REBIMBA O MALHO

REBIMBA O MALHO

domingo, 4 de novembro de 2012

UMA CARTA

UMA CARTA


CARTA ESCRITA NO ANO DE 1995 A UM AMIGO DE INFÂNCIA AUSENTE DO PAÍS.
(É A CARTA MAIS LONGA QUE ESCREVI E POSSIVELMENTE A QUE ESTE AMIGO RECEBEU).


           Meu querido A...                                                                                                         


           Depois das férias que as gozei no mês de Agosto, resolvi dar-te conta como ocorreu a visita que fiz à Panasqueira terra onde arribei com dois meses de vida. Foi mais do que uma visita, foi antes, uma romagem de saudade.
Espero que tenhas a paciência necessária para levares avante esta empreitada pois promete ser longa. Pelo menos encontres nela, um pouco do prazer do muito que tive ao escreve-la. Contudo, se achares que é pieguice ou despropositada, perdoa mas, a razão, talvez seja devida ao facto, de muito ter amado aquelas paragens bem como as gentes que nelas habitaram. É o passado que está arreigado e, que de certo modo, ajuda a viver o presente.

Dados de trabalho:

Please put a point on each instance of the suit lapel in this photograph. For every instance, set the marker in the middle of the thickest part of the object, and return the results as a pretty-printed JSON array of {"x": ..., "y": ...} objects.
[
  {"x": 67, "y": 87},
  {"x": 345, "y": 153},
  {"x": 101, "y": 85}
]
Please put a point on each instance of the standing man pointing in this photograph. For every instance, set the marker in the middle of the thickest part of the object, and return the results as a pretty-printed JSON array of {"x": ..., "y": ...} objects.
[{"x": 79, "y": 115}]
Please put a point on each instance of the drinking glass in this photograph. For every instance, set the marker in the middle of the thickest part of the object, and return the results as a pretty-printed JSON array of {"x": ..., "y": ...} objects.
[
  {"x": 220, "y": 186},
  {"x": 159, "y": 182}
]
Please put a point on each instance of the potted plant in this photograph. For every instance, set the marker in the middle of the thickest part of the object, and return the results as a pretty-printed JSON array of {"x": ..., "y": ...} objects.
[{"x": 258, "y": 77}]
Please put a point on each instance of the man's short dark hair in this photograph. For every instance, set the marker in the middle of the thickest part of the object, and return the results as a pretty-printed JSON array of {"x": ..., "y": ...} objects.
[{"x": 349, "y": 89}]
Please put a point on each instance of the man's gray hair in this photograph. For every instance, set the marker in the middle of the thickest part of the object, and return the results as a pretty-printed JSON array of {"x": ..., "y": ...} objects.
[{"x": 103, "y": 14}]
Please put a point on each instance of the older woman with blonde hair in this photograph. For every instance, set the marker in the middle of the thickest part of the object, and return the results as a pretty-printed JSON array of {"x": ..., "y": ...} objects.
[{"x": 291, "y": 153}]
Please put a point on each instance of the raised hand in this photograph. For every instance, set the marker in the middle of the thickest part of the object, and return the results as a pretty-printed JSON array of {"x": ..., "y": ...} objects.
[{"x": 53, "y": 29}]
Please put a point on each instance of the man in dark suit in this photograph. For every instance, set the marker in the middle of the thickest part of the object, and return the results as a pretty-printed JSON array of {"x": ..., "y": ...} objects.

Tarefa indicada 1:
Resuma o texto em duas frases.
Tarefa indicada 2:
Converta numa lista numerada as linhas da listagem, desde a que contém "Please put a point on each instance of the man's gray" até ao final da listagem, sem as linhas em branco.
A listagem não tem qualquer relação com o texto.

Resultado 1:
O texto reproduz uma carta de 1995 dirigida a um amigo de infância ausente do país, que relata, depois das férias de agosto, uma visita à Panasqueira, terra onde quem escreve chegou com dois meses de vida, descrita como uma romagem de saudade. A carta avisa que promete ser longa e pede perdão se parecer pieguice, talvez por se terem amado muito aquelas paragens e as suas gentes, num passado arreigado que ajuda a viver o presente.

Resultado 2:
1. Please put a point on each instance of the man's gray hair in this photograph. For every instance, set the marker in the middle of the thickest part of the object, and return the results as a pretty-printed JSON array of {"x": ..., "y": ...} objects.
2. [{"x": 103, "y": 14}]
3. Please put a point on each instance of the older woman with blonde hair in this photograph. For every instance, set the marker in the middle of the thickest part of the object, and return the results as a pretty-printed JSON array of {"x": ..., "y": ...} objects.
4. [{"x": 291, "y": 153}]
5. Please put a point on each instance of the raised hand in this photograph. For every instance, set the marker in the middle of the thickest part of the object, and return the results as a pretty-printed JSON array of {"x": ..., "y": ...} objects.
6. [{"x": 53, "y": 29}]
7. Please put a point on each instance of the man in dark suit in this photograph. For every instance, set the marker in the middle of the thickest part of the object, and return the results as a pretty-printed JSON array of {"x": ..., "y": ...} objects.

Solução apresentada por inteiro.